Exercise prompt.
Your copy should start at the line with "Target: blurred background" and end at the line with "Target: rock outcrop" in the data below. Transcribe only those lines, exactly, pictures excluded.

Extracted records.

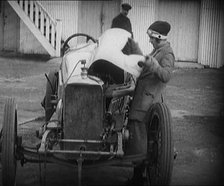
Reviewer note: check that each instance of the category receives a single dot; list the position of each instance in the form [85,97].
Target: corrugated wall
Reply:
[142,14]
[184,17]
[210,39]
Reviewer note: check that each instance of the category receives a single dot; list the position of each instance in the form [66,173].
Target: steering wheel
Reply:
[66,45]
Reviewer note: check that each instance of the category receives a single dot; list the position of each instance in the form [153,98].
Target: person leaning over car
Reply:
[157,71]
[121,20]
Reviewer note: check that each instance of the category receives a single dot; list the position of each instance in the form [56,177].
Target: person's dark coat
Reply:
[151,82]
[122,21]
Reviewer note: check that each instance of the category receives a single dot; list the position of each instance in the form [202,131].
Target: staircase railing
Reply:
[48,27]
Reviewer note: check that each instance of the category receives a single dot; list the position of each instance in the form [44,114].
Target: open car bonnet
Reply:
[109,48]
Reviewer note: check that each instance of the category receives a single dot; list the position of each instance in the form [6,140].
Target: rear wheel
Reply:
[160,145]
[9,143]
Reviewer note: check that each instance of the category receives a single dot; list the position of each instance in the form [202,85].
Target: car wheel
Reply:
[160,145]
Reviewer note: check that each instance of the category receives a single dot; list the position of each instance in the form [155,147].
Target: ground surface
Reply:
[196,100]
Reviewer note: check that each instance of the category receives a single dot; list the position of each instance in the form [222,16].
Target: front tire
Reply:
[160,145]
[9,143]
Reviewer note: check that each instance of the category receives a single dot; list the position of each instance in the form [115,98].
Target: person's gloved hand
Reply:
[151,63]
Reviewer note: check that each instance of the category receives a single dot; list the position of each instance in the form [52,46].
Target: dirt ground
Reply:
[196,100]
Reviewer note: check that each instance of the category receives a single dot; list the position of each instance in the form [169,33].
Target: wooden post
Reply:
[58,37]
[31,10]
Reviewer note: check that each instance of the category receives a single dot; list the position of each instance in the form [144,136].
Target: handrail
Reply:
[49,28]
[46,13]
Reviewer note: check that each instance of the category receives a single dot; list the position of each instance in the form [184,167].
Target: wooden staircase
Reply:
[46,29]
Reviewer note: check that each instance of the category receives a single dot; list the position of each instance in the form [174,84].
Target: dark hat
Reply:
[159,29]
[126,6]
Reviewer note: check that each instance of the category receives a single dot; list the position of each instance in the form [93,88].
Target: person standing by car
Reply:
[121,20]
[156,73]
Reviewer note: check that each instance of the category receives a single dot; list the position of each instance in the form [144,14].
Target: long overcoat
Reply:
[151,82]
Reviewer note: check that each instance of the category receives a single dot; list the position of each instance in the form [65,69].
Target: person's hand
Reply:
[151,62]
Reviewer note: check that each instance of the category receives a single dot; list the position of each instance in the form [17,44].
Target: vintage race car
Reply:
[86,108]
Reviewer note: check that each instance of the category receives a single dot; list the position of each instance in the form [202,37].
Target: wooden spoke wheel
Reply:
[160,146]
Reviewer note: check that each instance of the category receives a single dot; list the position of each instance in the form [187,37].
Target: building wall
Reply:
[211,39]
[67,12]
[28,44]
[94,21]
[142,14]
[1,25]
[196,34]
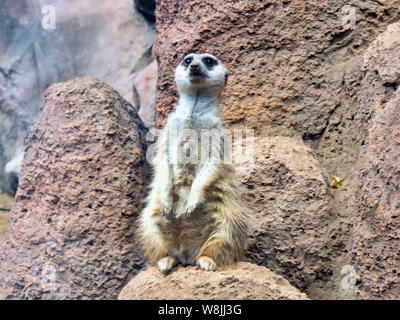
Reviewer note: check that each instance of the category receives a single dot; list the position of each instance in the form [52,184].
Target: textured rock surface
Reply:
[244,281]
[81,185]
[296,231]
[6,202]
[376,242]
[107,40]
[297,68]
[147,8]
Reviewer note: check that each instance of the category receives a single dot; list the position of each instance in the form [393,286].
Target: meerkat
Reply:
[194,214]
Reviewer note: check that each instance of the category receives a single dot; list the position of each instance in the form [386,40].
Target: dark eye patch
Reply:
[187,61]
[210,62]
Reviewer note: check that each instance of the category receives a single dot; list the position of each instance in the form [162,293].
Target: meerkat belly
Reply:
[186,235]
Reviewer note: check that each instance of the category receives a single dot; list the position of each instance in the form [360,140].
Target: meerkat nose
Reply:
[194,66]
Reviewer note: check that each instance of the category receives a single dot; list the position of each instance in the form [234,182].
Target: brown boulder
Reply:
[81,185]
[286,59]
[376,240]
[244,281]
[296,231]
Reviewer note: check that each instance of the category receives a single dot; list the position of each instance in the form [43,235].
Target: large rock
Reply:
[82,182]
[107,40]
[296,231]
[243,281]
[376,240]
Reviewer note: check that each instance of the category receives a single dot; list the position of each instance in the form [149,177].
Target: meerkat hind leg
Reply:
[166,264]
[206,263]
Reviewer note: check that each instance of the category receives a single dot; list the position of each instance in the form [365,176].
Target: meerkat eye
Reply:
[187,61]
[209,61]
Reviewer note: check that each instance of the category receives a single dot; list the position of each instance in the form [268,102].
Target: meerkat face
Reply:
[200,71]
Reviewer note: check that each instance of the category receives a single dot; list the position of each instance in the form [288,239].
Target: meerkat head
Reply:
[200,72]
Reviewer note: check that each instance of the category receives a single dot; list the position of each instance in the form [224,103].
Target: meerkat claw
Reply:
[166,207]
[206,263]
[166,264]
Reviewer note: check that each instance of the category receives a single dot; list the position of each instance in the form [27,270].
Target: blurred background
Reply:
[110,40]
[116,35]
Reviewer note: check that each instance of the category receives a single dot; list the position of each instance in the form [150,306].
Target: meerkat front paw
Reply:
[166,264]
[206,263]
[192,204]
[166,202]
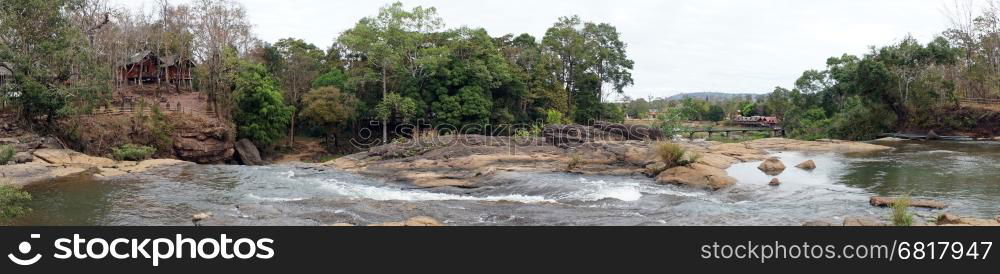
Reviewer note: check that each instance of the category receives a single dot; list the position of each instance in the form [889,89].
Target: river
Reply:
[964,175]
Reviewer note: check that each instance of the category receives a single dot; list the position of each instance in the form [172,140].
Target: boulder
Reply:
[23,157]
[630,132]
[204,141]
[697,176]
[654,169]
[817,223]
[772,166]
[888,202]
[69,157]
[807,165]
[197,218]
[933,135]
[249,155]
[948,219]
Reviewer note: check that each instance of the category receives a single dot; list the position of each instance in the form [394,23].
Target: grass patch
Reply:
[6,154]
[13,201]
[901,212]
[132,152]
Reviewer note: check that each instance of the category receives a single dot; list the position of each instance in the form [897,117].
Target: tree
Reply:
[300,64]
[392,40]
[589,50]
[260,113]
[329,107]
[716,113]
[54,74]
[396,106]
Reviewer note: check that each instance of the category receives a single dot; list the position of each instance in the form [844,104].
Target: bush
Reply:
[12,202]
[132,152]
[260,112]
[901,212]
[6,154]
[670,122]
[554,117]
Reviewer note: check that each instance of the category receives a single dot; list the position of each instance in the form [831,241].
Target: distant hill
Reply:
[713,96]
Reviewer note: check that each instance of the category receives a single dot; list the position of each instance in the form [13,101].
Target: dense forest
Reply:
[945,84]
[401,65]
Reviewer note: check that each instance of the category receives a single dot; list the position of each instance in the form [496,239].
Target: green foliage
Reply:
[53,73]
[470,106]
[554,117]
[613,113]
[394,106]
[716,113]
[6,154]
[333,78]
[131,152]
[670,122]
[260,113]
[901,212]
[329,106]
[858,121]
[13,202]
[813,125]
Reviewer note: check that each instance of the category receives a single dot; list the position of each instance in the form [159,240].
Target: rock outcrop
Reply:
[415,221]
[781,144]
[249,155]
[697,176]
[888,202]
[51,164]
[807,165]
[949,219]
[772,166]
[204,141]
[858,221]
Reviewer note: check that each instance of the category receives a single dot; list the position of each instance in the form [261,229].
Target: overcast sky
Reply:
[678,46]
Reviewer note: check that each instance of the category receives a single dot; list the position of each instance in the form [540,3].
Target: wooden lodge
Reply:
[148,68]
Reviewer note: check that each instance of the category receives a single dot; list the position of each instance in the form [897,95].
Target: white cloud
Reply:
[678,46]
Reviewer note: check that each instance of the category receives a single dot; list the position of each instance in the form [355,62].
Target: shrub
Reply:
[6,154]
[132,152]
[12,201]
[901,212]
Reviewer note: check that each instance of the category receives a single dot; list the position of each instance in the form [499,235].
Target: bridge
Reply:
[775,132]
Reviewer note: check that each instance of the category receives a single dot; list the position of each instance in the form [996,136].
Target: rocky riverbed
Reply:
[470,161]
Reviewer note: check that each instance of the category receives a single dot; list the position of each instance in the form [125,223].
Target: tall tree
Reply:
[301,63]
[391,41]
[222,31]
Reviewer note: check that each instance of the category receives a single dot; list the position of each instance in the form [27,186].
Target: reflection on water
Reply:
[965,175]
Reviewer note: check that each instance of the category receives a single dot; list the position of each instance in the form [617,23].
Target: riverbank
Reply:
[471,161]
[50,164]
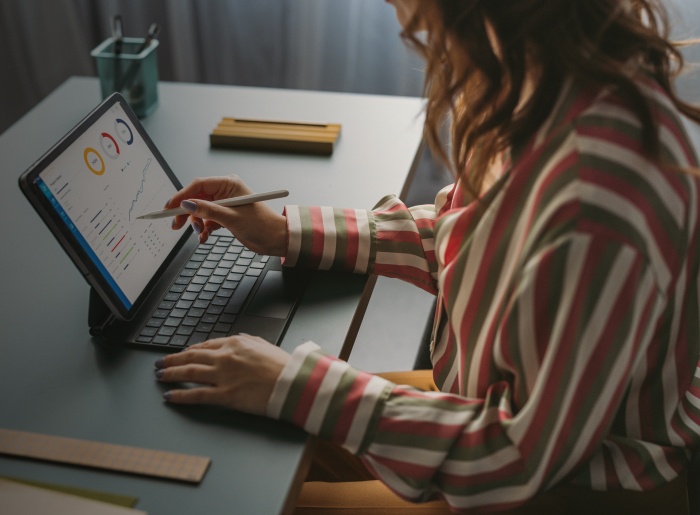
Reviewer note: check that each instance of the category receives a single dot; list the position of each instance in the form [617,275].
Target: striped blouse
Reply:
[565,342]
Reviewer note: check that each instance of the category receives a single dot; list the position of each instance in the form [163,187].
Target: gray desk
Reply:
[55,380]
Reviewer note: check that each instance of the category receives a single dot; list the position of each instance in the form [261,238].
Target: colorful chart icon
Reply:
[121,128]
[109,146]
[91,159]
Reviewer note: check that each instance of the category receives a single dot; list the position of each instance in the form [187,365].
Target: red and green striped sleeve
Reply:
[593,303]
[391,240]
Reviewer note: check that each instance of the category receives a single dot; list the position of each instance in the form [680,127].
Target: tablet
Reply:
[89,189]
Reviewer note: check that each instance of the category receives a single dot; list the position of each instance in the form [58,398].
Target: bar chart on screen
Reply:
[110,179]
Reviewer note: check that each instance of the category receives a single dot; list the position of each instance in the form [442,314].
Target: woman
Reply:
[565,260]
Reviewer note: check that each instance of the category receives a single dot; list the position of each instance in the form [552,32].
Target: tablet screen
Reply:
[98,186]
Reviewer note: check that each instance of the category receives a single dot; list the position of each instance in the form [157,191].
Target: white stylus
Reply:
[228,202]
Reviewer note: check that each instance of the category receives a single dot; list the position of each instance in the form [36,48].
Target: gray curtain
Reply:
[333,45]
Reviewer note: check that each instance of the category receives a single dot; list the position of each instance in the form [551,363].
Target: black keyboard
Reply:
[206,296]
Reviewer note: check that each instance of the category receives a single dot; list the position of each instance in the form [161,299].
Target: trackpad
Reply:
[276,296]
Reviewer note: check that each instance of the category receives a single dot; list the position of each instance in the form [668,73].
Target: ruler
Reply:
[121,458]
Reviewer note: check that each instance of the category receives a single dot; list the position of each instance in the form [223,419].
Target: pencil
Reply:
[229,202]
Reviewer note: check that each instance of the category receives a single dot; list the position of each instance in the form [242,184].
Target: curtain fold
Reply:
[331,45]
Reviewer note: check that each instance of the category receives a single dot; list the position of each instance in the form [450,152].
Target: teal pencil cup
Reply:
[133,75]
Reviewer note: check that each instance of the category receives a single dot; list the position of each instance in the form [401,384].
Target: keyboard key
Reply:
[205,328]
[201,304]
[185,330]
[223,292]
[172,322]
[198,338]
[227,319]
[238,299]
[222,328]
[195,312]
[179,341]
[166,331]
[215,310]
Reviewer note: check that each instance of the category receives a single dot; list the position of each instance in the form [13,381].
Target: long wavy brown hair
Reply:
[496,67]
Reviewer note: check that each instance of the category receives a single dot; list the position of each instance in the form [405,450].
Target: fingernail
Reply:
[188,206]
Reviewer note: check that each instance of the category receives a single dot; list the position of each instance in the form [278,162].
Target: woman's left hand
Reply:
[242,371]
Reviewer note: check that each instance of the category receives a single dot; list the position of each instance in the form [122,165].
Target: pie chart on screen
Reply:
[109,146]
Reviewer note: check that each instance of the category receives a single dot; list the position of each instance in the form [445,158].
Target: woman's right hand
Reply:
[255,225]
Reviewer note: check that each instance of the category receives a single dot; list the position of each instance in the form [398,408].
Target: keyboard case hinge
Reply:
[99,314]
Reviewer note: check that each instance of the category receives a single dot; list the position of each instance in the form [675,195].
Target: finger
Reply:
[179,221]
[217,343]
[197,356]
[209,211]
[211,187]
[211,226]
[197,224]
[199,395]
[192,373]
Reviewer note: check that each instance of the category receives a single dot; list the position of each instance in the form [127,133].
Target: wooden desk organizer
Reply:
[296,137]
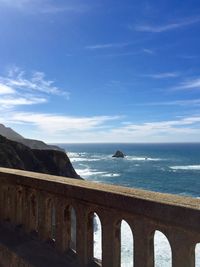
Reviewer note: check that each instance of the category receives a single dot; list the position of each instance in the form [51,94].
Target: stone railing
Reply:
[42,203]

Solution to the exercise.
Target: blurred background
Reply:
[110,40]
[116,35]
Reviewer note: check that each instance of the category receives a single dot; list the position of each instance in the form [150,306].
Target: meerkat front paw
Reply:
[166,264]
[206,263]
[192,204]
[166,202]
Reviewer note: check that each instance of the category receives a single dot; list the position of each instance in the form [889,89].
Target: river
Reply:
[964,175]
Reviewer note: check that each instance of the category receives a single dot; list the position of each instance in the form [172,140].
Target: boulder
Reply:
[23,157]
[630,132]
[204,141]
[697,176]
[654,169]
[817,223]
[772,166]
[888,202]
[69,157]
[807,165]
[197,218]
[933,135]
[249,155]
[948,219]
Reviewer note: check that each instance of the category receives a single dot; list the position of each instance in the form [394,23].
Target: grass patch
Reply:
[6,154]
[13,201]
[901,212]
[132,152]
Reviewer note: check that each instance of the category receives a single dot; list the position of each instance in the form [897,117].
Target: tree
Reply:
[300,64]
[392,40]
[589,50]
[260,113]
[329,107]
[716,113]
[54,74]
[396,106]
Reviewer note: check that each instance of the category receives a single dot; list the position of each instance in the form [844,104].
Target: bush
Reply:
[12,202]
[132,152]
[260,112]
[901,212]
[6,154]
[670,122]
[554,117]
Reviewer note: check that each instance of the category receives a single dot; list the position of each instance in the form [831,241].
Target: distant hill
Reply:
[713,96]
Reviewer note: check that each instance of the category receives a single dot; list the position of each instance in the form [13,101].
Target: dense forest
Reply:
[945,84]
[401,65]
Reviewer note: check that each instance of the category receives a single dot; list the position of each instance in the form [496,239].
Target: green foliage
Reply:
[53,73]
[470,106]
[554,117]
[613,113]
[394,106]
[716,113]
[6,154]
[333,78]
[131,152]
[670,122]
[260,113]
[901,212]
[329,106]
[858,121]
[13,202]
[813,125]
Reviewer note: check that each instance of the category receives a single dot; list the position of each instance in the form [159,240].
Target: rock outcrop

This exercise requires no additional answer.